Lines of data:
+ + + + +
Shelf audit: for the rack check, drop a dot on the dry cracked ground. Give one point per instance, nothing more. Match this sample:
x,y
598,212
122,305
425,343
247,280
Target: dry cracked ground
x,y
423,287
+ + + + +
- PROBLEM REQUIREMENTS -
Which lines of the entries above contain the string "cracked"? Gather every such line. Case counts, so a capitalized form doesn't match.

- SOLUTION -
Shelf audit: for the rack check, drop a dot on the dry cracked ground. Give one point per instance, nothing more. Match this sample:
Target: dry cracked ground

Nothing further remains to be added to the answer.